PROBLEM REQUIREMENTS | After locating the line with "Label each instance of the black knee sleeve", retype it and every later line exactly, stopping at the end of the records.

DATA SUPPLIED: Begin

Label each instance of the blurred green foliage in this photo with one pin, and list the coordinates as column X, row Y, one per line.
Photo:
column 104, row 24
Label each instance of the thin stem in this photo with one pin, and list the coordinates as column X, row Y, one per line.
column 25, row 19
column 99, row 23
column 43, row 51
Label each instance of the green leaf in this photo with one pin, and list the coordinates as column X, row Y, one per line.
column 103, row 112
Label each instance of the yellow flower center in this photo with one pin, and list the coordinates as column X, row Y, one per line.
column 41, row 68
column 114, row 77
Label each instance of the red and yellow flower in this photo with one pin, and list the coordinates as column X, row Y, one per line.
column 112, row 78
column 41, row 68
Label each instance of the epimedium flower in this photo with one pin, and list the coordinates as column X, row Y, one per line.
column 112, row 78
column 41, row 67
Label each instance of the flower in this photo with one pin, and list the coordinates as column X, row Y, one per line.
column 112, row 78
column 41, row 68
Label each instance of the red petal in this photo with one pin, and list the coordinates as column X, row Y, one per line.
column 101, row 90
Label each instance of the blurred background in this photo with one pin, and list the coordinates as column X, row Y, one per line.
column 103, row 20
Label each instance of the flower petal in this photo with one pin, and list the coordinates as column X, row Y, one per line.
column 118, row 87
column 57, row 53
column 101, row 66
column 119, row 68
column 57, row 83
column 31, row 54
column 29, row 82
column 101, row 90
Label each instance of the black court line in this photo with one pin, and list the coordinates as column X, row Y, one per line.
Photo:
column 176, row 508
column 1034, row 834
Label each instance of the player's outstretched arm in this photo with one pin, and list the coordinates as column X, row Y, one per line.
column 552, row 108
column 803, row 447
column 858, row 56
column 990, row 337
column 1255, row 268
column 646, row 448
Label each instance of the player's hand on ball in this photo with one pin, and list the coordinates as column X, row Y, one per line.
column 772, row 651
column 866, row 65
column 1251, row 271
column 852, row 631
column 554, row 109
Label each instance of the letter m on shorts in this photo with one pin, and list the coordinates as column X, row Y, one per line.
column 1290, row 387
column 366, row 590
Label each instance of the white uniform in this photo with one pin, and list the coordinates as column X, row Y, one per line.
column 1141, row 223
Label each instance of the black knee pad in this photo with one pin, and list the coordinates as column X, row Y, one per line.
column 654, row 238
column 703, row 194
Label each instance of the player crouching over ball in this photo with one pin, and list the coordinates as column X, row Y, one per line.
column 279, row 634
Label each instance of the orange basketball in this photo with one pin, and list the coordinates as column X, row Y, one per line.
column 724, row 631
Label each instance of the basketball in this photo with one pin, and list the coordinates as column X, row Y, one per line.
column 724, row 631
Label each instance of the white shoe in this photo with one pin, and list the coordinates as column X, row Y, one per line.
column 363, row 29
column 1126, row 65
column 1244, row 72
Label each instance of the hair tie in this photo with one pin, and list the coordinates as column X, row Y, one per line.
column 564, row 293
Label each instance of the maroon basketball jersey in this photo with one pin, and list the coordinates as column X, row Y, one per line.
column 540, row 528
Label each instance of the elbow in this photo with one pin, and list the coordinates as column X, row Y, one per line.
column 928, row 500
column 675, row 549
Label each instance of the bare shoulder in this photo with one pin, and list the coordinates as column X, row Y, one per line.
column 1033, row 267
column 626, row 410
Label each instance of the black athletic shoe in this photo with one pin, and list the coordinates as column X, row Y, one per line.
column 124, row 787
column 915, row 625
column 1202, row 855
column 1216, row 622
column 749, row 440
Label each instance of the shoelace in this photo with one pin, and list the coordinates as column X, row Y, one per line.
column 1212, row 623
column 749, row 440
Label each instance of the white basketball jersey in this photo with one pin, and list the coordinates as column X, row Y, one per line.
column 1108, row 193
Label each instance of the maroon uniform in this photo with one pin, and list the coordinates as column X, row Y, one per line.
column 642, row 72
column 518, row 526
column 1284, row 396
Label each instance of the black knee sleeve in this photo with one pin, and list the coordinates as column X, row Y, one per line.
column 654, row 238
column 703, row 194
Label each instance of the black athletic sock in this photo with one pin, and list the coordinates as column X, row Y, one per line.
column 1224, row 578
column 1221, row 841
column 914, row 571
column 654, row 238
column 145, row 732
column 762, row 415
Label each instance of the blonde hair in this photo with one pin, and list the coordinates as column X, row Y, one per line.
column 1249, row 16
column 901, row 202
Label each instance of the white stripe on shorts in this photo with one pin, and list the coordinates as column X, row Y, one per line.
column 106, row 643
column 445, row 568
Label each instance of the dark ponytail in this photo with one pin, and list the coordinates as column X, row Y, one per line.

DATA SUPPLIED: End

SOLUTION TO THE PROBLEM |
Label each instance of the black knee sleeve in this photo with one pin, and list the coordinates as column X, row Y, one per line.
column 654, row 238
column 703, row 194
Label each instance of the black athletic sock in this photo with one pin, and list the coordinates as column X, row Y, one per line.
column 1224, row 578
column 1221, row 841
column 914, row 571
column 654, row 238
column 145, row 732
column 762, row 415
Label each instance of the blonde hair in this photo with one pin, and list the coordinates as column X, row Y, one per line.
column 1249, row 16
column 901, row 202
Label each instance of the white stripe on shorts in this photo with one pin, and list the coordinates as column X, row Y, one per line.
column 106, row 643
column 445, row 568
Label each instance of the dark ponytail in this photo with one pin, and list the coordinates as column X, row Y, one per line.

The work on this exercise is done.